Extract:
[START]
Encoding & Evolution

By Rahul Kumar · Senior Software Engineer · Updated May 2026 · Category: Kleppmann · Designing Data-Intensive Applications

JSON / Protobuf / Avro size + schema compat. Ch 4.

This interactive explanation is built for system design interview prep: step through Encoding & Evolution, watch the internal state change, and connect the concept to real distributed-system trade-offs.

Overview

Every message leaving your process and every row going to disk is encoded: turned from an in-memory object graph into a sequence of bytes, then decoded on the other side. JSON, Protobuf, and Avro are the three encoding families that dominate backend systems, and each makes a different bet about schemas. JSON puts field names inside every payload, so the reader needs no prior agreement but pays for the metadata on every byte. Protobuf assigns a compact numeric tag per field and requires the reader to know the schema, trading self-description for density. Avro goes further: the payload contains no tags or names at all, and the writer's schema is shipped out-of-band, which makes the bytes brutally compact but tightly couples writer and reader to a schema registry. Kleppmann's key point is that encoding choice is really a schema-evolution choice — how you add, remove, and rename fields without breaking old clients.

Encoding & Evolution — Interactive Simulator

Runs fully client-side in your browser; no sign-up. Or open full screen →

Launch the interactive Encoding & Evolution widget — step through the algorithm or protocol and observe the internal state updating in real time.

How it works

At write time, JSON walks the object tree and emits key-value pairs as UTF-8 text, making the result human-readable but 3-10x larger than binary equivalents and slow to parse. Protobuf numbers each field in a .proto file; the encoder writes a tag byte packing field number and wire type, then the value, skipping any field that is unset. Unknown fields at read time are preserved as raw bytes, so old readers can round-trip new messages without losing data — the core trick that makes forward compatibility work. Avro is stricter: the writer's schema must accompany the data, either embedded in a file header or looked up by ID from a registry. The reader's schema may differ, and Avro resolves the two schemas at read time, applying default values for missing fields and dropping unknown ones. Schema evolution rules fall out of these mechanics: in Protobuf, new fields must be optional with unique tags and old fields must never be reused; in Avro, a reader using an older schema tolerates unknown fields as long as they have defaults in the newer writer schema. Getting the rules wrong — renaming a Proto field while keeping the tag, or removing a required Avro field with no default — creates silent data corruption that shows up weeks later.
[END]
Pointing and labeling entries
[START]
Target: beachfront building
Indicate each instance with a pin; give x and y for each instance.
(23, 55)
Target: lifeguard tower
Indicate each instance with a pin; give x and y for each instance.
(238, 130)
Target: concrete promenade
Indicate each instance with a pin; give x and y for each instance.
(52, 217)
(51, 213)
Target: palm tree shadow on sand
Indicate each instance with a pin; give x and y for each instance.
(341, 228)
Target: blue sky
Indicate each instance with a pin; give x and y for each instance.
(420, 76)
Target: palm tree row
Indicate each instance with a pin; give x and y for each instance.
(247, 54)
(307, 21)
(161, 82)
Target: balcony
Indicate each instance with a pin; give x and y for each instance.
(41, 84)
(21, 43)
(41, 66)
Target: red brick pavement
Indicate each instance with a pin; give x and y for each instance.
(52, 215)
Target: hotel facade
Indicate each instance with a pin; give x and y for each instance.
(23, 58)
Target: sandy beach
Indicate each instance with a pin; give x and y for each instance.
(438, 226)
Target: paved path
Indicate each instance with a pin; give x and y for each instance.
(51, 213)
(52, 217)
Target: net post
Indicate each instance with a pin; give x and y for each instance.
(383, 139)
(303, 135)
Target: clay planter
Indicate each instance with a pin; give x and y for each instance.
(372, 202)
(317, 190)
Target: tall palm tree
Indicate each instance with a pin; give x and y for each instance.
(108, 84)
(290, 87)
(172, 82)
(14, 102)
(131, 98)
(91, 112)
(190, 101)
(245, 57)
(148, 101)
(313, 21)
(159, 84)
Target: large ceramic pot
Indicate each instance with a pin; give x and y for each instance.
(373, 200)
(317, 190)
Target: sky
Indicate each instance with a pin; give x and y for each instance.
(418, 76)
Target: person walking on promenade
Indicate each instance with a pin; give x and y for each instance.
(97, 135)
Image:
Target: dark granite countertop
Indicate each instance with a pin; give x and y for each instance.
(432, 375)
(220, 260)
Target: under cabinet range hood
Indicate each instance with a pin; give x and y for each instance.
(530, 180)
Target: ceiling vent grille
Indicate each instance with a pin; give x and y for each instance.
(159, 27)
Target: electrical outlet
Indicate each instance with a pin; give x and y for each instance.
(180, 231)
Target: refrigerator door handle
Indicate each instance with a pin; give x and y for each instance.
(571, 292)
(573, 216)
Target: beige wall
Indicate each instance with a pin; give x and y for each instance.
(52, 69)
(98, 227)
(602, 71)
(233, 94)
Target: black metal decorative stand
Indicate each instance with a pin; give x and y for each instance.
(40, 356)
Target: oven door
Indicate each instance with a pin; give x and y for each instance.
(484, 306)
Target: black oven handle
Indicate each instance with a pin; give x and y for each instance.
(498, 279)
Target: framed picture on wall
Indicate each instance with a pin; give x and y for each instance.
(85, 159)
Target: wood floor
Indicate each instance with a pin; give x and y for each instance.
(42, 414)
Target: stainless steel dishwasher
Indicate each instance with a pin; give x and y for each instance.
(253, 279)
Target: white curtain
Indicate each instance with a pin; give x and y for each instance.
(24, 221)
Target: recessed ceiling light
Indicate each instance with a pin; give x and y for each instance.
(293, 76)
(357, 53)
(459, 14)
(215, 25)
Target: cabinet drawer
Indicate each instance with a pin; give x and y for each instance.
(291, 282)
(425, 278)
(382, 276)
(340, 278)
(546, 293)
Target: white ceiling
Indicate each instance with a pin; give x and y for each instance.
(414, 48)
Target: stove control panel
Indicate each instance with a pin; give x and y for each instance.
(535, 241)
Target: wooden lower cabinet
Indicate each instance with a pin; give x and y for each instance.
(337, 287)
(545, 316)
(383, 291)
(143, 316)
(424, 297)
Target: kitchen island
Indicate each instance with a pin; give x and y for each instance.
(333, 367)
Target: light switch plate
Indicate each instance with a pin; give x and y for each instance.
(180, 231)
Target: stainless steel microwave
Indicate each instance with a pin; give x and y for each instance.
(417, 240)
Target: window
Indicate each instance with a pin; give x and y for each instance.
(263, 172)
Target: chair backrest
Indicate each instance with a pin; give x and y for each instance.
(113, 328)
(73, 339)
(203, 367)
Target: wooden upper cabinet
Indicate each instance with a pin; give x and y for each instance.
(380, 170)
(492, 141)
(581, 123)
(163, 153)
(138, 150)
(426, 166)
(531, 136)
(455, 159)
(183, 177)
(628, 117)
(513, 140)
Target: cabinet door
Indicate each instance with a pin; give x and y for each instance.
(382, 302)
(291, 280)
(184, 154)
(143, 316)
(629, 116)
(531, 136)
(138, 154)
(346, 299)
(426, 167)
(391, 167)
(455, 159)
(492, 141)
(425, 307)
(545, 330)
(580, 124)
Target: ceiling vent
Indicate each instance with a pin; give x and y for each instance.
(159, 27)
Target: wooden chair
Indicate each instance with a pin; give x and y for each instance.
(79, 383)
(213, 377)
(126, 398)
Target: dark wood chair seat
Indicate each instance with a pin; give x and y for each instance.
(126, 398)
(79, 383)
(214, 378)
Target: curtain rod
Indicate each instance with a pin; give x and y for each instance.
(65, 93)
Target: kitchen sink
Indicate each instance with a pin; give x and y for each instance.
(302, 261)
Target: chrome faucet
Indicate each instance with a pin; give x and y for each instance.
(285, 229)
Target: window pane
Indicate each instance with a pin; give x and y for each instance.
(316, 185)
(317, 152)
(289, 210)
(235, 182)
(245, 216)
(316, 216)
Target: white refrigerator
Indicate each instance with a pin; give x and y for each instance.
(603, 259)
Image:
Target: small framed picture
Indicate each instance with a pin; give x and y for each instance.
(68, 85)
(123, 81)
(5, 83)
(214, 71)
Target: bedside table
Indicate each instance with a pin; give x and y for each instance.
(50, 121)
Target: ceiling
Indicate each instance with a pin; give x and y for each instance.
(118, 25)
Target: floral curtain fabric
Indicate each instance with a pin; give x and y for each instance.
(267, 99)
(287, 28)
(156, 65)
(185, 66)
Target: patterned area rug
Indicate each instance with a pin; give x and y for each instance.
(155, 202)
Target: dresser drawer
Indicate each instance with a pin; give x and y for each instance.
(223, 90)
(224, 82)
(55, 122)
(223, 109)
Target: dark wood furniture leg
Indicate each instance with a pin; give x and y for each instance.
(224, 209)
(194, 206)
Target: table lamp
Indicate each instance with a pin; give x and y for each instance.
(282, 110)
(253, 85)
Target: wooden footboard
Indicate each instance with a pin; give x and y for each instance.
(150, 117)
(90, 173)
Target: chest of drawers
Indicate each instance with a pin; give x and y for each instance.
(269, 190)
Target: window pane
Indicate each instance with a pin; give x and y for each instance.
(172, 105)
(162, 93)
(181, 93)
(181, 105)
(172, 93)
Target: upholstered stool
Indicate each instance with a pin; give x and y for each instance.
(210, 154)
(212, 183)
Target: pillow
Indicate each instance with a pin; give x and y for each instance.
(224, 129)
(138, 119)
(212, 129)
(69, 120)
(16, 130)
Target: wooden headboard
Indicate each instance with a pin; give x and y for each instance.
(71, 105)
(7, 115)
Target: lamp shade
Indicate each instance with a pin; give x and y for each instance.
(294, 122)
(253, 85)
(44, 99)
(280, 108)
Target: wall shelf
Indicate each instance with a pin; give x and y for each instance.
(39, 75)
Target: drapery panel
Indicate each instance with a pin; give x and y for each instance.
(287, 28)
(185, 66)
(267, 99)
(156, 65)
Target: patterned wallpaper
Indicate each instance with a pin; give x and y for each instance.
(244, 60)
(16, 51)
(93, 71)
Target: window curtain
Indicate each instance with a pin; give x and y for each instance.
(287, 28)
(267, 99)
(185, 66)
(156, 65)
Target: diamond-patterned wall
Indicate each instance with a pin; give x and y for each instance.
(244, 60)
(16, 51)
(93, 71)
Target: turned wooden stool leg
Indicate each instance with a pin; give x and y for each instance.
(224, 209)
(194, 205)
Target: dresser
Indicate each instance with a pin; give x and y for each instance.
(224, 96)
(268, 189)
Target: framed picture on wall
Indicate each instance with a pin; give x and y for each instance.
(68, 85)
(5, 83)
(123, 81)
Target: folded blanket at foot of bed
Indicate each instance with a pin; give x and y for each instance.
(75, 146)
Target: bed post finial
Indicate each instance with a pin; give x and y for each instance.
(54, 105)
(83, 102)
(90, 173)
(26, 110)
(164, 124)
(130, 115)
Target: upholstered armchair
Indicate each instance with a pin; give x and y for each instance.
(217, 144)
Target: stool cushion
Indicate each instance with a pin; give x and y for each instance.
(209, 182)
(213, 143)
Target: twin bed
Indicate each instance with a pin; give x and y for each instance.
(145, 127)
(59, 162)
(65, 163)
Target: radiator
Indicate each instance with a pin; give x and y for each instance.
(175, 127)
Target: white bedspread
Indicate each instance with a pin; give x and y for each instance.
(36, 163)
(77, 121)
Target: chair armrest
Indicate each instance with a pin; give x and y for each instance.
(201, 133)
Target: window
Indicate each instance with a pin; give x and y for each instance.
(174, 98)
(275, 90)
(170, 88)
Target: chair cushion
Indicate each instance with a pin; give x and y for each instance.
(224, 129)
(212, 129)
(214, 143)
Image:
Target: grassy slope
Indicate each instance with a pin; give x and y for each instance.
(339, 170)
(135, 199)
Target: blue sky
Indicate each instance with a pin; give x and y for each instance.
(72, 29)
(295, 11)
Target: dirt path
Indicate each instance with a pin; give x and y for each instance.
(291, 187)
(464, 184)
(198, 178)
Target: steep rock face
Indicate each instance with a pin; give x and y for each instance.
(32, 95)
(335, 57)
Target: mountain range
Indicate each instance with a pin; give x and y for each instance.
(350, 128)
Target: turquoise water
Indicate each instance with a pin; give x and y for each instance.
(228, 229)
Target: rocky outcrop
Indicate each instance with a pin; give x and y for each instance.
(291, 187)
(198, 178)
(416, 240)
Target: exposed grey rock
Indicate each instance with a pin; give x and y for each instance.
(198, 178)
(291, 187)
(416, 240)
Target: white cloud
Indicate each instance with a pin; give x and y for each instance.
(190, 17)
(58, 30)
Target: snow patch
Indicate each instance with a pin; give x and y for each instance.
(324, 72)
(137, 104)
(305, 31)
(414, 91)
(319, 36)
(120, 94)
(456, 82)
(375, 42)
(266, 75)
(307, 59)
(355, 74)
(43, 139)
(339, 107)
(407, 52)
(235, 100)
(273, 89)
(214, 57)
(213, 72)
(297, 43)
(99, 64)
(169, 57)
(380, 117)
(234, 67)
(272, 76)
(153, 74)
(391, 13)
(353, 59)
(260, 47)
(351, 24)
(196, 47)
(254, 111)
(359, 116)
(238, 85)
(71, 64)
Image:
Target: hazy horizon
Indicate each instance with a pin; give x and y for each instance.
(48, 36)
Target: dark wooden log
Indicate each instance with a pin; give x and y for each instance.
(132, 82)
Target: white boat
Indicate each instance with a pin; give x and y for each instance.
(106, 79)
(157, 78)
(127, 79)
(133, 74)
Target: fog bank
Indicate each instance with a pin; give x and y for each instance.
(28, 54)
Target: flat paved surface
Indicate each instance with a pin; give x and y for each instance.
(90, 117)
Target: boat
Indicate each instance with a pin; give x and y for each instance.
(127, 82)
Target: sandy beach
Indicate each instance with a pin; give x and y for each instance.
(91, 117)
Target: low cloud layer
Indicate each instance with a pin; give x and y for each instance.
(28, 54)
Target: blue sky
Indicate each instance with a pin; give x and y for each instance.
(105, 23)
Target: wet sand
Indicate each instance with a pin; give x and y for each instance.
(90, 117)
[END]
Job A: List the encoding families that the encoding page names.
Job B: Please rewrite the stretch of the encoding page from "Encoding & Evolution —" through "in real time.", substituting "tool" for "widget".

Result A: JSON, Protobuf, Avro

Result B:
Encoding & Evolution — Interactive Simulator

Runs fully client-side in your browser; no sign-up. Or open full screen →

Launch the interactive Encoding & Evolution tool — step through the algorithm or protocol and observe the internal state updating in real time.